-- Exercise materials start --
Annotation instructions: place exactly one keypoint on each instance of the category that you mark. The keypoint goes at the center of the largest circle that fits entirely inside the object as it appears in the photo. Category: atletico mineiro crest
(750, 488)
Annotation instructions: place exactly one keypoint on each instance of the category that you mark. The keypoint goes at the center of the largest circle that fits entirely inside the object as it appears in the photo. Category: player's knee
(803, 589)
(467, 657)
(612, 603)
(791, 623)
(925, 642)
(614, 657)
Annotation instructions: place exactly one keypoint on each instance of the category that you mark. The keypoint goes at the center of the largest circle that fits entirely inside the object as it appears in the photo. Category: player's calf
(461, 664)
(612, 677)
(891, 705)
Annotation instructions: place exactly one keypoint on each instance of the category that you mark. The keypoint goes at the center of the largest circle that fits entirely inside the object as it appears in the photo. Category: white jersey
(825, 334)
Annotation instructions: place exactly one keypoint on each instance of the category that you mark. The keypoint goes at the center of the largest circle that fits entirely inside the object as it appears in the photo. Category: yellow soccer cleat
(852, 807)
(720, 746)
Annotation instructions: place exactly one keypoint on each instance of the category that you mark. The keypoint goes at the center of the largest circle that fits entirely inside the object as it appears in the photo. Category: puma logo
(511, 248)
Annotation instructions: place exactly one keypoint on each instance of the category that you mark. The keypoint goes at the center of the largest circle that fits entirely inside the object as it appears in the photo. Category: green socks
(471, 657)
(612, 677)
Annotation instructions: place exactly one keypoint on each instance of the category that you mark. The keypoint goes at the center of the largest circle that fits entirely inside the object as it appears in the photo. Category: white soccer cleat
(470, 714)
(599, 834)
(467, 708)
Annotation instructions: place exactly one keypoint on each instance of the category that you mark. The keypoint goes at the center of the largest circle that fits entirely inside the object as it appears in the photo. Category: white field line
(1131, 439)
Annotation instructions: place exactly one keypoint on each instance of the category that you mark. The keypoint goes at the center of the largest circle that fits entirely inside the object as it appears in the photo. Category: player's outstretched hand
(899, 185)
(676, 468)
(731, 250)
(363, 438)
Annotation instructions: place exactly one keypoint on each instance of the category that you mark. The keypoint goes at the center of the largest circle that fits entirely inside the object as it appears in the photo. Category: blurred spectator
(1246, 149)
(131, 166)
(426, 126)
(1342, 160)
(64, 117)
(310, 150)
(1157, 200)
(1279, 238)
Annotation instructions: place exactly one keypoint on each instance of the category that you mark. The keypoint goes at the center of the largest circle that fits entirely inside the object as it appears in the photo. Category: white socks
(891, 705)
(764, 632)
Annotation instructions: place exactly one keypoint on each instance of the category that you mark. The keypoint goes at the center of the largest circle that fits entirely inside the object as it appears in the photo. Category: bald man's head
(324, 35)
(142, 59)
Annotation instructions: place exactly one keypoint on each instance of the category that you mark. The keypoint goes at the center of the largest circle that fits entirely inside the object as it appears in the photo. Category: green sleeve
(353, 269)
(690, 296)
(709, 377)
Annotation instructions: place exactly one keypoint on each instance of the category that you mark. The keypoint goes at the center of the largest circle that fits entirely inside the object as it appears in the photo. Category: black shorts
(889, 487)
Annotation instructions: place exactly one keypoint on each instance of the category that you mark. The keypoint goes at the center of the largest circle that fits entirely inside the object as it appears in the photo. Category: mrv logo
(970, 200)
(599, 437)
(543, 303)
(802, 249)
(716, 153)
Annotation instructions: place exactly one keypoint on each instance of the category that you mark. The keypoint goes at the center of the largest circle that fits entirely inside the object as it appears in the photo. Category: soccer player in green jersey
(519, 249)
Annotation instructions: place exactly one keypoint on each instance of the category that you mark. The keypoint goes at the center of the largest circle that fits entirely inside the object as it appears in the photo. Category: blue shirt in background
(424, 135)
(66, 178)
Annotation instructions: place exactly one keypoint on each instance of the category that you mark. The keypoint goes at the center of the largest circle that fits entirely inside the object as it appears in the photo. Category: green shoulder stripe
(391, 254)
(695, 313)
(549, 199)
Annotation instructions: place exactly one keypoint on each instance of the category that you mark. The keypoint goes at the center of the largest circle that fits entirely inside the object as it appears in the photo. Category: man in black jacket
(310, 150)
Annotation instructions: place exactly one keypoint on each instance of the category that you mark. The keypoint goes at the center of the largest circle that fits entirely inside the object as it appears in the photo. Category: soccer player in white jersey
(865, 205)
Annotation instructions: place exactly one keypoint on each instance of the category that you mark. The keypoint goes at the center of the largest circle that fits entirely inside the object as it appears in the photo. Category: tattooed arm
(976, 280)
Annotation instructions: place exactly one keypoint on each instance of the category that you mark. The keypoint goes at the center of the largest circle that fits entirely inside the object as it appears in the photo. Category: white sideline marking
-- Exercise materials end --
◆ **Set problem**: All of the entries must be quoted exactly; please include each one.

◆ **Task result**:
Annotation instructions: place exactly one keypoint on each instance of the category that you mark. The keypoint goes at the center of the largest circle that fits entirely inside the object as it appears in the photo. Category: atletico mineiro crest
(750, 488)
Annotation instructions: place exactly one keypoint on each instance of the category that you mark. The keypoint goes at the center of the largest circle that fits entirely inside the object as it appears in the photo. Category: player's knee
(803, 589)
(467, 657)
(612, 603)
(791, 623)
(925, 642)
(614, 657)
Annotation instructions: place exactly one keypoint on each instance of the category that you mark. The keypoint goes at the center of the largest circle that fits entirely inside the object as it appears in the photo. Category: player's calf
(461, 664)
(612, 677)
(891, 705)
Annotation instructions: place exactly one keypoint on each instance of the category that you mark. The keypoint goes at the center of the largest circle that fits entirely inside the object as it appears in the photo. Category: white jersey
(825, 334)
Annotation instructions: place exactly one keypoint on each instance of the category that you mark. The keypoint goes at the center of the largest circle that fits entirely inside the object as it appears in the photo. Category: yellow soccer cleat
(852, 807)
(720, 746)
Annotation instructions: place exactly one keypoint on each instance of the category that you mark. The keypoint goes at the center of the largest circle that fits entirely inside the object as it appears in the photo. Category: puma logo
(511, 248)
Annotation instructions: place exactly one keypoint on each instance of the category that you mark. The keypoint goes at the center of the largest circle that fits entirely inside the object as it appears in the photo. Category: green socks
(471, 657)
(612, 677)
Annotation instructions: place exactly one keypoint on each instance of the category that you mark. The keypoint goes at the center of the largest circle that fits entirely inside the object as it appears in the photo. Category: white soccer cleat
(470, 714)
(599, 834)
(467, 708)
Annotation instructions: place exactly one keypoint on each instance of the category that you mark. The keypoint goes at the center of the largest circle that fits entirely inside the object as it appears in the photo. Category: white field line
(1131, 439)
Annotation instructions: place exactly one keypoint on each instance of the category that you mark. The keypoint goes at the center of the largest circle that fits entirely inside the object as it appears in the photo. Category: player's outstretched hand
(899, 185)
(676, 468)
(731, 250)
(363, 438)
Annotation instructions: place exactly one keypoint on each instance of the category that you mark. The keypoint goes at the center of the largest circle that fits entirely inside the object as it appears in the photo. Category: blurred spectator
(1246, 149)
(131, 166)
(426, 126)
(1342, 160)
(64, 117)
(310, 150)
(1157, 200)
(1279, 238)
Annotation instructions: place exactly one keypoint on each instance of the category that you mark. The keypoint goes at the center of the largest circle that fits entirely inside the object as it appears in the photo. Category: white socks
(891, 705)
(764, 632)
Annotation instructions: place exactly one keypoint on each instance of the category that you mark. The keypoint goes at the center of the largest circle that fits entirely inside the object as it appears in the photo. Category: bald man's head
(324, 35)
(142, 59)
Annotation instructions: place exactly one keypoint on each instance of the category that you mark. The keypoint goes at the center of the largest circle that fits entirely inside the object as it appears in the photo. Category: green sleeve
(353, 269)
(690, 296)
(709, 377)
Annotation instructions: place exactly one keypoint on each instance of the category that you mark. The keypoint goes at the center of the largest circle that fits entirely inside the object as it appears in the photo. Category: black shorts
(889, 487)
Annotation instructions: place exactly one keypoint on each instance of the category that you mark. The keypoint goes at the center of the largest circle that fits entirely inside the object as it appears in the photo. Category: mrv logo
(970, 200)
(599, 437)
(543, 303)
(802, 249)
(716, 153)
Annotation instructions: place exactly one keypoint on each instance of the category that you mark. The keypoint goes at the center of the largest circle that fits entirely inside the object as it appears in the photo. Category: soccer player in green jersey
(519, 249)
Annotation instructions: place exactly one keypoint on each instance of the category that you mark. The keypoint goes at the center of the largest circle that fits entirely inside the object as it appears in the photo. Category: blue shirt in background
(424, 135)
(66, 178)
Annotation instructions: place exactly one keypoint on each instance of the category that you mark. The keypoint goes at the center of the largest circle that fits entirely inside the object as it appears in the photo. Category: green shoulder stripe
(391, 254)
(695, 313)
(549, 199)
Annotation instructions: place exactly one keypoint on each instance of the category that you mark. The keypoint goes at the center of the largest circle that fits entirely inside the object as it appears in the photo. Category: man in black jacket
(310, 150)
Annotation instructions: place exactly one keypoint on each instance of the category that you mark. The keypoint goes at the center of the largest circle that fits entirely inside the object as it appears in the photo. Category: soccer player in white jersey
(865, 205)
Annotation instructions: place exactly one keypoint on each instance of the category that you mark. The keypoint goes at the center of the largest circle that fits entirely inside the object as it appears in the photo. Category: tattooed arm
(976, 280)
Annotation instructions: place exactly one keypoint on each instance of the category that you mark. The keypoint goes at the center of the largest circle that fits entirely inside the object as it appears in the photo. Category: white sideline marking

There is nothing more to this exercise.